** start DATA SUPPLIED **
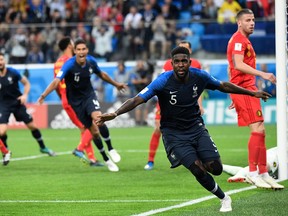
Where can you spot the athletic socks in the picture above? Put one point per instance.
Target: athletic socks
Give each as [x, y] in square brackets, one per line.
[4, 140]
[209, 184]
[99, 145]
[3, 148]
[37, 135]
[257, 152]
[154, 143]
[104, 131]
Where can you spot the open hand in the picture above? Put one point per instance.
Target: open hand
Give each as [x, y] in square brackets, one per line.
[263, 95]
[105, 117]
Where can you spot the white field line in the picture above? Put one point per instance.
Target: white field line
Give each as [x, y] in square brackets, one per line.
[191, 202]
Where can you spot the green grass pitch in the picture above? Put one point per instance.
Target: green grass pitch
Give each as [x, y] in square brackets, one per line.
[36, 184]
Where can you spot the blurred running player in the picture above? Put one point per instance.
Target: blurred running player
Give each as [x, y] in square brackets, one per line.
[12, 101]
[66, 45]
[80, 94]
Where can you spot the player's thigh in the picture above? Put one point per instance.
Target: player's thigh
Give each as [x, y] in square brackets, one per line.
** end DATA SUPPLIED **
* _EXERCISE TASK_
Reproduce every line of the records above verbatim, leaving out the pictures.

* _WORKED SOLUTION_
Where can you spot the athletic socks in the picture above? Put one point per instance.
Target: athletic socks
Give each as [x, y] in square brackets, one per line.
[4, 140]
[209, 184]
[99, 145]
[3, 148]
[37, 135]
[257, 152]
[154, 143]
[104, 131]
Where can you spot the open hand in the picture above? Put one point per instance.
Target: open hand
Give each as [x, y] in square brackets, one per line.
[263, 95]
[105, 117]
Where can you spot the white field line in the picture above? Put one point per instance.
Target: white field line
Give each as [x, y] in square brackets, one per line.
[191, 202]
Where can you spot the green grass pitch in the picture above? Put one point per instance.
Target: green grass pitch
Give each as [x, y] in square brackets, one per line.
[36, 184]
Where can you spot the blurred running player in the picture above? Put one point per instance.
Target: blurred running player
Give each as [x, y] in square brackets, one per line.
[12, 101]
[66, 45]
[80, 94]
Where can you spot the player's thigh in the picture above? Put one point per instance.
Target: player's thigh
Give each as [x, y] in square brackets, one per line.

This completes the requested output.